#### [Source extract]
How so? How many people on the bench are former med mal lawyers? Or Plaintiff’s lawyers? Or do you think all attorneys agree on all things?
Less assumption and more research would do you a lot of good.
I find my self in concurrence with “Whitecoat” although for practical purposes he/she is as anonymous as Anon. I have always been suspicious of the opinion of someone who doesn’t have the courage of conviction to more specifically identify himself/herself. The more Anon said the more I agree with Whitecoat that this person is probably an attorney.
Anon questions Whiecoat’s statement about $1 million plus awards when no serious injury has occurred. A classic example, although it wasn’t a malpractice case, is the one noted above about hot coffee spilling in the lap of the McDonald’s customer. In regards to trial lawyers not taking cases unless they think the possible award is over $250,000, I have been told by patients and friends that this is indeed the case.
There have been a lot of awards made based on “junk science” such as in the silicon breast prostheses cases. There have been numerous other multimillion dollar awards against Obstetricians not because the doctor really was negligent, but because the delivery resulted in a “bad baby” and the jury felt that “someone should pay.”
Anon speaks of defense attorneys and “fake arguments” which seems ti indicate that only the defense is guilty of “fake arguments.” Having been an orthopedist, for over 40 years, I have seen many plaintiffs, and their attorneys, that have tried to magnify a minor injury into as large an award as possible.
I do agree, that there are physicians and surgeons who should lose their licenses because of their incompetence. I also feel that if a patient has really been injured so to real negligence, not just the result of a known complication of a given procedure, economic damages should be awarded with no cap, if the damages are really justified. As a semi-retired orthopedic surgeon, I wouldn’t expect the same economic damages as when I was at the peak of my earning capacity. I sincerely believe that there should be a cap on “pain and suffering.”
For years I have thought that medical malpractice cases, and for that matter of fact, all personal injury cases should be tried before a “health court” composed of a combination of physicians and attorneys.
I the slide about payments adjusted for inflation, i would like to see a slide on physician payments adjusted for inflation. no doubt what that would look like. the reality is in an environment where physicians are in effect working for big insurance, they cannot pass on the cost of premiums to their “customers”.
I’m not entirely sure that Anon is in fact an attorney.
I’m somewhat suspicious that this person may in fact be involved in the fisheries industry, given the abundance of red-herrings he/she offers while simultaneously very effectively demonstrating my original contention about self-centered myopic greed being at the heart of our sue-happy culture.
As he/she so uneloquently argues about the need to have unlimited value assigned to the subjective pain and suffering of an individual, he/she conveniently ignores the massive pain and suffering imposed upon our society as a whole by our broken tort system.
When I was in training in medical school and residency, I was personally aware of many patients who suffered major permanent disability and/or death as a direct result of specialists being forced out of practice in the rural areas of my state by the malpractice mess, the result being that diagnosis and treatment were delayed for hours as these patients were transported to the University Medical Center, which was the only place in the state where many specialists were still available.
Who shall these people and their families sue? What is their pain and suffering worth?
In the not too distant past, obstetrical care was a major part of the typical family medicine physician’s practice. During my residency training, I was required to follow lots of pregnant women and deliver lots of babies to help me prepare for this.

Excerpts from a dataset:
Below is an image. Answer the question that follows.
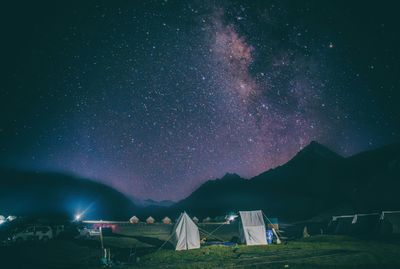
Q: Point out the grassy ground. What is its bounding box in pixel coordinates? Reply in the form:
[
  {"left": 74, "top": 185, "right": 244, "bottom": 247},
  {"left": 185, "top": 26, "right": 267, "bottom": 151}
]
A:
[
  {"left": 0, "top": 225, "right": 400, "bottom": 269},
  {"left": 135, "top": 236, "right": 400, "bottom": 268}
]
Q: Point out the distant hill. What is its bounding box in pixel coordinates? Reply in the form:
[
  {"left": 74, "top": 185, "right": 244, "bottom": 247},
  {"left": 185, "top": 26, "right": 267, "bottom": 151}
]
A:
[
  {"left": 0, "top": 169, "right": 135, "bottom": 220},
  {"left": 170, "top": 142, "right": 400, "bottom": 220}
]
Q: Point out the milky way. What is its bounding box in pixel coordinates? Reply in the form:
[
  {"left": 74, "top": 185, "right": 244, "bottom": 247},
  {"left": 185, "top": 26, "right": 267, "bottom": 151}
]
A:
[{"left": 0, "top": 1, "right": 399, "bottom": 200}]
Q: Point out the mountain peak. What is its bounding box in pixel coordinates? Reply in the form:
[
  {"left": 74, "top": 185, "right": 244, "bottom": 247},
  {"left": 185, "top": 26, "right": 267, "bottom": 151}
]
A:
[{"left": 295, "top": 141, "right": 342, "bottom": 159}]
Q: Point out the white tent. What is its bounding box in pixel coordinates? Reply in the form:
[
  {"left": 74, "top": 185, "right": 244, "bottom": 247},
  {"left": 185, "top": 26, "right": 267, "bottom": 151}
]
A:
[
  {"left": 173, "top": 212, "right": 200, "bottom": 250},
  {"left": 239, "top": 210, "right": 268, "bottom": 245},
  {"left": 129, "top": 216, "right": 139, "bottom": 224}
]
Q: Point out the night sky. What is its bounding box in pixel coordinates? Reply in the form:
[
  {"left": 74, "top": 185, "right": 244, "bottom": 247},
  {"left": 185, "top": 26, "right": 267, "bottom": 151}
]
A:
[{"left": 0, "top": 0, "right": 400, "bottom": 200}]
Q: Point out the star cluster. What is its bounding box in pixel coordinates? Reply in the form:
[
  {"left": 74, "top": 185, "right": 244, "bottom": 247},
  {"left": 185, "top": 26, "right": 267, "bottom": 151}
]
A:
[{"left": 0, "top": 1, "right": 400, "bottom": 200}]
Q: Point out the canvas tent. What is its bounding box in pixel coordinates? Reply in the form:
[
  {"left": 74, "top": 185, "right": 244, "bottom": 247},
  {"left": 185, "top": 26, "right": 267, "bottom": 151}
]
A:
[
  {"left": 129, "top": 216, "right": 139, "bottom": 224},
  {"left": 239, "top": 210, "right": 268, "bottom": 245},
  {"left": 203, "top": 217, "right": 211, "bottom": 223},
  {"left": 146, "top": 216, "right": 155, "bottom": 224},
  {"left": 172, "top": 212, "right": 200, "bottom": 250}
]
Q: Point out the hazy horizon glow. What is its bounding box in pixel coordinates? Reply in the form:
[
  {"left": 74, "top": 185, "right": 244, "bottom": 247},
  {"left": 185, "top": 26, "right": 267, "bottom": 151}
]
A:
[{"left": 0, "top": 1, "right": 400, "bottom": 201}]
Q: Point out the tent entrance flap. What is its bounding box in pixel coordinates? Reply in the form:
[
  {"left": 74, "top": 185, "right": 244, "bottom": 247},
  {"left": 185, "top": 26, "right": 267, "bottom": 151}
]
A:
[{"left": 239, "top": 210, "right": 268, "bottom": 245}]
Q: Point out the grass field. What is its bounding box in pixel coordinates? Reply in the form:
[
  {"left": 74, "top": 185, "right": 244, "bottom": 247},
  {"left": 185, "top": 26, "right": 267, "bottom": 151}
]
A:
[{"left": 0, "top": 222, "right": 400, "bottom": 269}]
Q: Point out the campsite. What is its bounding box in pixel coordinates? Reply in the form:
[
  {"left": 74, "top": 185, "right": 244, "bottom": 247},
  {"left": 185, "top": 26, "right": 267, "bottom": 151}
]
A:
[
  {"left": 0, "top": 211, "right": 400, "bottom": 269},
  {"left": 0, "top": 0, "right": 400, "bottom": 269}
]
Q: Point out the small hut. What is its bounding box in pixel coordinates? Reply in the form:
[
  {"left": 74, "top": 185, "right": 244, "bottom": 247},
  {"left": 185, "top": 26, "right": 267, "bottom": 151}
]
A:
[
  {"left": 129, "top": 216, "right": 139, "bottom": 224},
  {"left": 162, "top": 217, "right": 171, "bottom": 224},
  {"left": 146, "top": 216, "right": 155, "bottom": 224},
  {"left": 268, "top": 218, "right": 279, "bottom": 230},
  {"left": 203, "top": 217, "right": 211, "bottom": 223}
]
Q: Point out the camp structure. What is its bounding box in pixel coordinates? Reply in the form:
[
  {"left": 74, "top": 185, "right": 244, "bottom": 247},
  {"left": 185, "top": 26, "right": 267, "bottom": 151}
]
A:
[
  {"left": 268, "top": 218, "right": 279, "bottom": 230},
  {"left": 380, "top": 211, "right": 400, "bottom": 235},
  {"left": 239, "top": 210, "right": 268, "bottom": 245},
  {"left": 129, "top": 216, "right": 139, "bottom": 224},
  {"left": 172, "top": 212, "right": 200, "bottom": 250},
  {"left": 146, "top": 216, "right": 155, "bottom": 224},
  {"left": 328, "top": 213, "right": 380, "bottom": 235},
  {"left": 202, "top": 217, "right": 211, "bottom": 223},
  {"left": 162, "top": 217, "right": 171, "bottom": 224}
]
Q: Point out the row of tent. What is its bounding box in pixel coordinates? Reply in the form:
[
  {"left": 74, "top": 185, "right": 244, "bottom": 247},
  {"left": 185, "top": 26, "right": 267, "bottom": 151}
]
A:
[
  {"left": 129, "top": 216, "right": 226, "bottom": 224},
  {"left": 170, "top": 210, "right": 278, "bottom": 250},
  {"left": 328, "top": 211, "right": 400, "bottom": 235}
]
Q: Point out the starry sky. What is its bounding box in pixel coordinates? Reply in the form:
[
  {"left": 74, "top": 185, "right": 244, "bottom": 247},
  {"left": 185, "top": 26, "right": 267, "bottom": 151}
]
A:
[{"left": 0, "top": 0, "right": 400, "bottom": 201}]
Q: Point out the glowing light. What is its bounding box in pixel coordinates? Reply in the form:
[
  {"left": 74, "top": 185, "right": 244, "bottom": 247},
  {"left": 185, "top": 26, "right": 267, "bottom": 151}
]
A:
[{"left": 228, "top": 215, "right": 238, "bottom": 221}]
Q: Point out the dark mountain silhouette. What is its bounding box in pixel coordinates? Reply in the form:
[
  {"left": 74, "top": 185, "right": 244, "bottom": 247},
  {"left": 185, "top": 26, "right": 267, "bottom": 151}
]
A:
[
  {"left": 132, "top": 198, "right": 175, "bottom": 207},
  {"left": 171, "top": 142, "right": 400, "bottom": 220},
  {"left": 0, "top": 169, "right": 135, "bottom": 220}
]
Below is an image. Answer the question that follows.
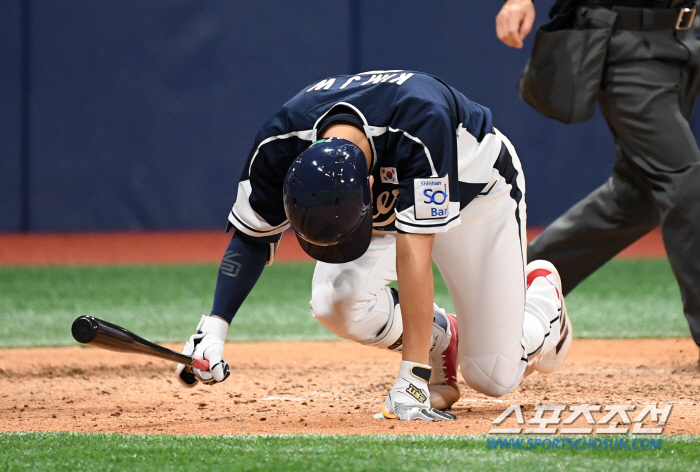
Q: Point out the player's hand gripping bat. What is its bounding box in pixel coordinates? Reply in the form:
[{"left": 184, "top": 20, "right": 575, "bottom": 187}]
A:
[{"left": 71, "top": 316, "right": 209, "bottom": 370}]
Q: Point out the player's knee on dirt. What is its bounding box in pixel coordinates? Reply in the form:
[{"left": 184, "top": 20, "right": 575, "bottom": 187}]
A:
[
  {"left": 311, "top": 284, "right": 393, "bottom": 344},
  {"left": 460, "top": 354, "right": 525, "bottom": 397}
]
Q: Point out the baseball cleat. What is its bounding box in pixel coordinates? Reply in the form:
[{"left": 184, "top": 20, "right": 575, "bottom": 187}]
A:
[
  {"left": 526, "top": 260, "right": 574, "bottom": 374},
  {"left": 382, "top": 361, "right": 457, "bottom": 421},
  {"left": 428, "top": 306, "right": 460, "bottom": 410}
]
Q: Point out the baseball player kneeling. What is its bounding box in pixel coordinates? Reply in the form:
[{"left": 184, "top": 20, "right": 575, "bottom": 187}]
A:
[{"left": 177, "top": 71, "right": 572, "bottom": 420}]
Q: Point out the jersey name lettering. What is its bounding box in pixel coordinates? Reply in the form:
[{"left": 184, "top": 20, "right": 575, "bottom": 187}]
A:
[{"left": 307, "top": 71, "right": 413, "bottom": 92}]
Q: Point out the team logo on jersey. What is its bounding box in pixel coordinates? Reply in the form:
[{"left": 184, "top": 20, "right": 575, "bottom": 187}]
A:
[
  {"left": 413, "top": 176, "right": 450, "bottom": 220},
  {"left": 379, "top": 167, "right": 399, "bottom": 185}
]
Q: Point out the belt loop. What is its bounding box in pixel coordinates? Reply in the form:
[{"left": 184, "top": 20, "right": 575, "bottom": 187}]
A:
[{"left": 676, "top": 7, "right": 697, "bottom": 30}]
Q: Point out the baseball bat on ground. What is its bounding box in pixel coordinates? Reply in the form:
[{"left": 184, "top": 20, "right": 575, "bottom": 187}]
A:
[{"left": 71, "top": 316, "right": 209, "bottom": 370}]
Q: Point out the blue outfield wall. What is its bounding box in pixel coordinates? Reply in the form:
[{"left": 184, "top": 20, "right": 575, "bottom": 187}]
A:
[{"left": 0, "top": 0, "right": 698, "bottom": 232}]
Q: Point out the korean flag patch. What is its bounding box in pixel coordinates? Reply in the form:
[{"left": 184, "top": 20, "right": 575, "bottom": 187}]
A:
[
  {"left": 413, "top": 176, "right": 450, "bottom": 220},
  {"left": 379, "top": 167, "right": 399, "bottom": 185}
]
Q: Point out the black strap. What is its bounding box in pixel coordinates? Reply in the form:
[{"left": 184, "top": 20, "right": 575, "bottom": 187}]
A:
[{"left": 612, "top": 6, "right": 690, "bottom": 31}]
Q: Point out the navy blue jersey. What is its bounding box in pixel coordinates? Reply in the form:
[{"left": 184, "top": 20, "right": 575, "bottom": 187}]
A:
[{"left": 229, "top": 71, "right": 502, "bottom": 237}]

#### [What you need to do]
Quote everything in the malpractice discussion above from "When I was in" down to "were still available.".

#### [Output for this task]
When I was in training in medical school and residency, I was personally aware of many patients who suffered major permanent disability and/or death as a direct result of specialists being forced out of practice in the rural areas of my state by the malpractice mess, the result being that diagnosis and treatment were delayed for hours as these patients were transported to the University Medical Center, which was the only place in the state where many specialists were still available.